- [WORK TO BE COMPLETED]: Please arrange the records below, from the line with "Where can you see the bald" through the last line, as a Markdown table with the columns Row and Entry, one line per row and blank lines left out.
......
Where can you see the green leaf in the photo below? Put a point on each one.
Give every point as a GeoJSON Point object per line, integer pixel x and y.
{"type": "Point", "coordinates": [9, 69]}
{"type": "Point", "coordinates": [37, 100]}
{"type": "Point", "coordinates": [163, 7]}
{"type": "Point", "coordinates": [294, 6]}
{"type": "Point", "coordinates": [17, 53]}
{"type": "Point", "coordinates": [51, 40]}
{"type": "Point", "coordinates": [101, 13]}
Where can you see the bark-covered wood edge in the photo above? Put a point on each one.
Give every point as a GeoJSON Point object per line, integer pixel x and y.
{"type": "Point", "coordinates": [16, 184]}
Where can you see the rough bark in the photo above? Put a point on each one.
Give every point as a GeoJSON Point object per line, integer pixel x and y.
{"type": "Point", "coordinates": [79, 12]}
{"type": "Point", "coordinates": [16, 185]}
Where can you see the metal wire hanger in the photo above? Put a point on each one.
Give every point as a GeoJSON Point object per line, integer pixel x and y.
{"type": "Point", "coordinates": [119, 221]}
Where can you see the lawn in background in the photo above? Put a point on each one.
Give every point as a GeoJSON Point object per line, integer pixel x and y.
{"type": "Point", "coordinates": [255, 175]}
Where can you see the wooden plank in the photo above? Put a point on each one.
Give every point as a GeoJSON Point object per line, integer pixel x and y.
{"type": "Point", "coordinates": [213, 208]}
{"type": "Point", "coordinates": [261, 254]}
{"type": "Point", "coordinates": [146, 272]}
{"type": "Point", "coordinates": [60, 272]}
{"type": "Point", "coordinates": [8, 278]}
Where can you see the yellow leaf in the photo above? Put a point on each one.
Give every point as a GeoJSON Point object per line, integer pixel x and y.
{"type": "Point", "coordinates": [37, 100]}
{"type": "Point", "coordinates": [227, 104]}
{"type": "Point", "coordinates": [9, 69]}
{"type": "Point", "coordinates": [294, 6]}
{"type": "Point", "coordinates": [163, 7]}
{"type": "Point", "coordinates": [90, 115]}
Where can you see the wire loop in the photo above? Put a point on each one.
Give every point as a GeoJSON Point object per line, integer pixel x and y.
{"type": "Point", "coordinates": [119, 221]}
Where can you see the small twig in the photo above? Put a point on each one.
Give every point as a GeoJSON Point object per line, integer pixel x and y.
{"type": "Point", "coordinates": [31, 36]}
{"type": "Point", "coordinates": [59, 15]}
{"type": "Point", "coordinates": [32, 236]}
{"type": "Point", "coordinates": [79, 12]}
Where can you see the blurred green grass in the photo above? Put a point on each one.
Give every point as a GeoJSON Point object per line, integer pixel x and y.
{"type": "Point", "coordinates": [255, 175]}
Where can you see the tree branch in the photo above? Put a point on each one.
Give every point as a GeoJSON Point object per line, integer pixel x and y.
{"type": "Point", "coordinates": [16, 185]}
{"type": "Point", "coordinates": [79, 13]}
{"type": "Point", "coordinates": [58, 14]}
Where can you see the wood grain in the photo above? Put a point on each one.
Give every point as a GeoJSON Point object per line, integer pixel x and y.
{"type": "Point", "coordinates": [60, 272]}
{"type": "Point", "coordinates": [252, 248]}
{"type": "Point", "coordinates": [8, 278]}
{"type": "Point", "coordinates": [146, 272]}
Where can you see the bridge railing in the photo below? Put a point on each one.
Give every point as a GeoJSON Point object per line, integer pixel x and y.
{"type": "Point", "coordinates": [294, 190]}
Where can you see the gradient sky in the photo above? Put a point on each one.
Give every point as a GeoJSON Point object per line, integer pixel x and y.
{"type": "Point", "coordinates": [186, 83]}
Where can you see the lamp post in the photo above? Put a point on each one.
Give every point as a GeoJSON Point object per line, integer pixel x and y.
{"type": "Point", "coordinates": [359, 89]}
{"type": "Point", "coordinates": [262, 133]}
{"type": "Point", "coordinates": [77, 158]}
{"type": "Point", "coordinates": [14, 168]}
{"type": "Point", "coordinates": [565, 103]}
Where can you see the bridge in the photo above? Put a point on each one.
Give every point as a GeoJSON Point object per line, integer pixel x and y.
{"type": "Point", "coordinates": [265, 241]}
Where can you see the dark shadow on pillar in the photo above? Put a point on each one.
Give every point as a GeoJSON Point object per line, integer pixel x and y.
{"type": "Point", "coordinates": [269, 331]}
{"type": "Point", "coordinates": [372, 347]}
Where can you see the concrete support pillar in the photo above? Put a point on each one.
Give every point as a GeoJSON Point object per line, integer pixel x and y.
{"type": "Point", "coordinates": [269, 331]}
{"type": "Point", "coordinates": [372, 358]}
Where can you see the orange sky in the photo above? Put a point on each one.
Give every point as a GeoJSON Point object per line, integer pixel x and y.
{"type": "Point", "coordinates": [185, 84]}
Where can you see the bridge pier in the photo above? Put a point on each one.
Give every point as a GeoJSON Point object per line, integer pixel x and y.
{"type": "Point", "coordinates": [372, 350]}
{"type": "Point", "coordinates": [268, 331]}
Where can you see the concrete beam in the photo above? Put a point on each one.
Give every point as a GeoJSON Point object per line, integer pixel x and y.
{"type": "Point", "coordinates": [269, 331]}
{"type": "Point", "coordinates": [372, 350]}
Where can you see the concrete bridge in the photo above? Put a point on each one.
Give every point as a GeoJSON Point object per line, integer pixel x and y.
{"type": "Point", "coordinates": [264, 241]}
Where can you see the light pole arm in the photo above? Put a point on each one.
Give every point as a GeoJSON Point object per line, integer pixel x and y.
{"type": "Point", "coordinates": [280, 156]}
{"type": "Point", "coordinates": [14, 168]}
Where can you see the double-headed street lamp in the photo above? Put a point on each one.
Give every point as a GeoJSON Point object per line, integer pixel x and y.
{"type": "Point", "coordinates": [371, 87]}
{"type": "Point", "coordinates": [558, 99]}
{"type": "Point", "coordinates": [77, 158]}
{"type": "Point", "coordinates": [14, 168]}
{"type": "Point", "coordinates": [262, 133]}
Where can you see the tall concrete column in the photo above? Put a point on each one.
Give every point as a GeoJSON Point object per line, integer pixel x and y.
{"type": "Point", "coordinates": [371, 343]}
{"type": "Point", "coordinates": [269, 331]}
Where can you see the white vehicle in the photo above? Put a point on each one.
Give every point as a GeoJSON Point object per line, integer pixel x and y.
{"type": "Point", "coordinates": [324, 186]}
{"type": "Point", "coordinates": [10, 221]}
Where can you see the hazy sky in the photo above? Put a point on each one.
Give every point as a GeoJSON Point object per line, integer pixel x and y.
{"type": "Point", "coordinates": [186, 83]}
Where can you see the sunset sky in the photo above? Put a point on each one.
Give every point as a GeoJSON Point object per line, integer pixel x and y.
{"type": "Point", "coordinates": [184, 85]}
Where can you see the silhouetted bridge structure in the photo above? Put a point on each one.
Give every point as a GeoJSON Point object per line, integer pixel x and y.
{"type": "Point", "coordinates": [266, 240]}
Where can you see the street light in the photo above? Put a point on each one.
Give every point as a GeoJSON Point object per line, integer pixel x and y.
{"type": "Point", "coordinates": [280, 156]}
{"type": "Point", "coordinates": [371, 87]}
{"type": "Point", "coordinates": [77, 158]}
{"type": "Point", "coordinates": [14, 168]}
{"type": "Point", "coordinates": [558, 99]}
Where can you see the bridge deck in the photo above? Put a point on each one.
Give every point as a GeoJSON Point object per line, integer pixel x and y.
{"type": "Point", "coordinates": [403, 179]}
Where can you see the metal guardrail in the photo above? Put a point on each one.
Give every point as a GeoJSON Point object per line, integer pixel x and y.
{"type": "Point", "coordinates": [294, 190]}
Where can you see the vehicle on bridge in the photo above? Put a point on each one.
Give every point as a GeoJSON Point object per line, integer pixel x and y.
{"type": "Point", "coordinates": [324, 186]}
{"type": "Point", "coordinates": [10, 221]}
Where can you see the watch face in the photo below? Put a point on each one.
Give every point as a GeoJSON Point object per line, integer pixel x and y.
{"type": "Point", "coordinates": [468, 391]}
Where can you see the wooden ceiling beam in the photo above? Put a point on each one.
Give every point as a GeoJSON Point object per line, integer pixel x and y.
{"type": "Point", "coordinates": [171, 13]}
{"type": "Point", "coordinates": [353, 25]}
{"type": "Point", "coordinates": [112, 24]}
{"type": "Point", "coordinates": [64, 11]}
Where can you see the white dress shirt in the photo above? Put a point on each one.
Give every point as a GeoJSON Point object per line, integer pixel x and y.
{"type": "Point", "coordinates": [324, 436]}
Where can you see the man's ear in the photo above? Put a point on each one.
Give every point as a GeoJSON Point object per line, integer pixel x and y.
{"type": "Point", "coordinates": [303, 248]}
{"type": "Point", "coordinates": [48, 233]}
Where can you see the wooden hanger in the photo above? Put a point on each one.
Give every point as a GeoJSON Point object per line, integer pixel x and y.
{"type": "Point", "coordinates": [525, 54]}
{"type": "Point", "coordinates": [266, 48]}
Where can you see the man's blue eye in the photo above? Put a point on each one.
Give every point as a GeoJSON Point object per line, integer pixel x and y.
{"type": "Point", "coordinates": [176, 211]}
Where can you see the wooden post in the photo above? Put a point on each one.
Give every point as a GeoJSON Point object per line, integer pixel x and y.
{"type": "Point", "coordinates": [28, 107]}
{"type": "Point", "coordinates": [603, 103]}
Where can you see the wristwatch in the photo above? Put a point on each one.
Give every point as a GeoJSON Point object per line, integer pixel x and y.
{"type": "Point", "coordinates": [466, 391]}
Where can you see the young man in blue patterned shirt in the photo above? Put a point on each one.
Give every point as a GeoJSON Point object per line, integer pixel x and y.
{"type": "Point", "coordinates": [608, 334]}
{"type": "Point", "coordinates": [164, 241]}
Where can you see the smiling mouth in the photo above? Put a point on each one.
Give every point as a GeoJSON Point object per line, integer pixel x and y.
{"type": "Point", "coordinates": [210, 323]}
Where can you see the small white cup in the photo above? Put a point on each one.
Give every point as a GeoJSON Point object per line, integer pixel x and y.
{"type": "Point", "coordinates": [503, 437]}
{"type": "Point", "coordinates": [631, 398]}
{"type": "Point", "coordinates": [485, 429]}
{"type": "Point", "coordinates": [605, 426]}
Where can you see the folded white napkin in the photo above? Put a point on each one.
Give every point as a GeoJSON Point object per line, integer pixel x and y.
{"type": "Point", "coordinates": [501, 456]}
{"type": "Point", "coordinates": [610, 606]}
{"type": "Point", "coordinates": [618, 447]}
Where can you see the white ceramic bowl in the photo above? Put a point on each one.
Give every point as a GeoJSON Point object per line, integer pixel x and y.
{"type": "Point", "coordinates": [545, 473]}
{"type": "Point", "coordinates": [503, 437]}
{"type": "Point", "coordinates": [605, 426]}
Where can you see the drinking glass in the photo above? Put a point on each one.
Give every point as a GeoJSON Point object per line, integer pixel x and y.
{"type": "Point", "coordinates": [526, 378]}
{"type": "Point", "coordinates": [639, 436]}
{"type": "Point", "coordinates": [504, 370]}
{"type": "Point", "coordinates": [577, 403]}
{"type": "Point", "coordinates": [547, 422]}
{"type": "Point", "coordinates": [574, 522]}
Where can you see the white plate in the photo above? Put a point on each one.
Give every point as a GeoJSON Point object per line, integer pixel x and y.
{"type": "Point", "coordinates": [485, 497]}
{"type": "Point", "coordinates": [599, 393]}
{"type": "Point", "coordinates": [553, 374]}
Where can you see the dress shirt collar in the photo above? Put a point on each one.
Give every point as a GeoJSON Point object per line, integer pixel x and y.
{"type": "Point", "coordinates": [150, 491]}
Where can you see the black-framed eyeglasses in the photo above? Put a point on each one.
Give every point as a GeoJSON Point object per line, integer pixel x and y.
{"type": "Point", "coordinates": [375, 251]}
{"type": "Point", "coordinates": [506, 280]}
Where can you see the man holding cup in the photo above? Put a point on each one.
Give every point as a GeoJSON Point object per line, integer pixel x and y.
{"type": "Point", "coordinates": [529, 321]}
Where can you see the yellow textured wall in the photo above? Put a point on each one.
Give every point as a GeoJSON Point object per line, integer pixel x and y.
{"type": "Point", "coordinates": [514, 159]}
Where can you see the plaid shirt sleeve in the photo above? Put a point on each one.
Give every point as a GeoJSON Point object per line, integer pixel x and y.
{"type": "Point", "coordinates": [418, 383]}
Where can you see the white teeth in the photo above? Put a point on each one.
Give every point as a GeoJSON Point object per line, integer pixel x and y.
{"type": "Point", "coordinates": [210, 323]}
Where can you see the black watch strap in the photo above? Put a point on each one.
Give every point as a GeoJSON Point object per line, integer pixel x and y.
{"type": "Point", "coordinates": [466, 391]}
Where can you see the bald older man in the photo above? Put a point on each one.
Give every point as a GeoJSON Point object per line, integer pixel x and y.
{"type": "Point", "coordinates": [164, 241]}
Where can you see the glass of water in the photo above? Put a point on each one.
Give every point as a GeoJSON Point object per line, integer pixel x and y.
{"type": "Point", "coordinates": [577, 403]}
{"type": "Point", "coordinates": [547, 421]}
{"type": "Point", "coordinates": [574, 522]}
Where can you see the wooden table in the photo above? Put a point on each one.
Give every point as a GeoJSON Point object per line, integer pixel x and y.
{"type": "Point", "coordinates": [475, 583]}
......
- [EXERCISE RESULT]:
| Row | Entry |
|---|---|
| 1 | Where can you see the bald older man in the photo above? Put a point on each one. |
| 2 | Give every point as a GeoJSON Point object per line, integer pixel x and y. |
| 3 | {"type": "Point", "coordinates": [164, 241]} |
| 4 | Where can you see the glass of water in the photo above? Put a point on each one. |
| 5 | Give every point as a GeoJSON Point object per line, integer pixel x and y. |
| 6 | {"type": "Point", "coordinates": [577, 403]} |
| 7 | {"type": "Point", "coordinates": [547, 421]} |
| 8 | {"type": "Point", "coordinates": [574, 522]} |
| 9 | Where can you see the wooden table in the photo above? Put a point on each one. |
| 10 | Give every point as a GeoJSON Point object per line, integer pixel x and y. |
| 11 | {"type": "Point", "coordinates": [475, 583]} |